═════ Given passage

Maryland singer-songwriter Jordana Nye’s bright, gauzy indie pop puts a sharp percussive edge on familiar melancholy.

What happens when homespun synth-pop outgrows the bedroom? In Jordana Nye’s case, the cozy, lo-fi harmonies of her early Bandcamp tapes seemed to bloom in a hundred directions at once. Her 2020 breakthrough Something to Say to You played like a sampler, mapping possible futures in stylish electro-pop, earnest piano ballads, or fuzzy experimentation. Just 19 upon the album’s release, the Maryland native flashed unassuming brilliance as a producer and songwriter, mastering a breadth of styles without committing herself to any of them.

One can’t dine out on precociousness forever. On the follow-up, Face the Wall, Jordana and co-producer Cameron Hale collapse the disparate elements of her earlier work into a bolder, brighter soundscape. The instrumentation is still largely synthetic, the vocal effects gauzier than ever. As on Something to Say to You, sharp percussive flourishes contrast the tracks’ hazy layering. On “Pressure Point” and “Get Up,” heavy drum patterns throw the delicate choruses and instrumental breaks into acute relief; the rushing drums and one-note bassline of “Play Fair” animate a series of stop-start transitions.

══════════
═════ Dataset records

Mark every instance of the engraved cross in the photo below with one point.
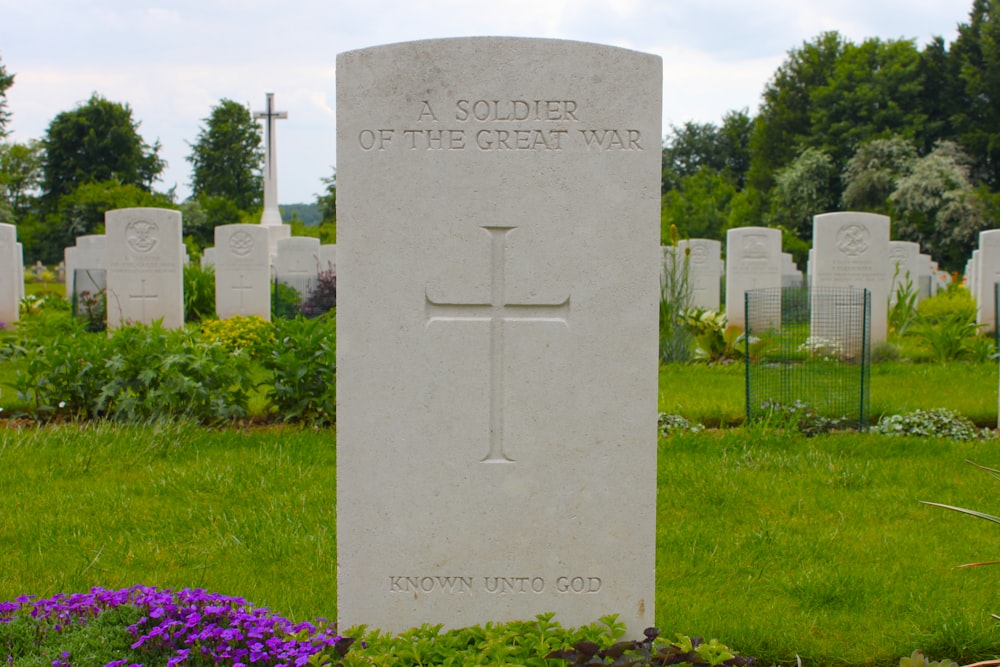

══════════
═════ Dataset records

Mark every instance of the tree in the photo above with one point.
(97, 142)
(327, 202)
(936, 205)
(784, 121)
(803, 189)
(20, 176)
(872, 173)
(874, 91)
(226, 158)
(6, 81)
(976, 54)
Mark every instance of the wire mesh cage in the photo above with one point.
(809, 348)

══════════

Could you resume the review of Jordana Nye's album from after its last sentence? The entries were drawn from a separate source.

- Output -
There’s an evasive quality to Jordana’s performances dating back to her high school-era demos. Often her verses begin in media res, with vocal tracks washing over the instrumentals in soft waves. On Face the Wall, her lyrics maintain a bedroom-tape abstraction: “Catch My Drift” and “Difficult for Now” have sweeping, second-person dedications in place of narratives, weighting down the warm melodies. The record’s most compelling moments are those when Jordana shakes the ambivalence and emerges from the wings. The standout “Go Slow” evokes a familiar melancholy, yet it’s her most forthright affirmation to date: “Focus has never been a friend of mine, half the time I’m not sure if I’m flying/I’ll try, for certainty that I might find/Nothing works unless I take the time.”

If Jordana has a tendency to blend into the wallpaper, it’s largely due to her songs’ structural complexities. The cagey pre-chorus of “Catch My Drift” unleashes a euphoric hook, further refined by a breakdown bridge worthy of an arena-rock finale. On occasion, Face the Wall defaults to sunny ’90s touchstones—the chords of “To the Ground” make it a dead ringer for Shania Twain’s “You’re Still the One”—but not enough to distract from the production duo’s vision. With its sparkly guitar, call-and-response chorus, and chunky hip-hop drums, “I Mean That” plays like a Sugar Ray B-side you never thought to seek out.

Face the Wall bolsters Jordana’s resumé with a cohesive full-length, suspending the polymath approach for a more professional-sounding statement. It’s an accomplished record that, given the variety of Jordana’s catalog, feels short on surprises; having mastered the nuances of production and songwriting, she’s still finding ways to make her voice ring clear. Yet her melodies are dynamic, her ballads immune to adolescent melodrama: the toughest hurdles are behind her.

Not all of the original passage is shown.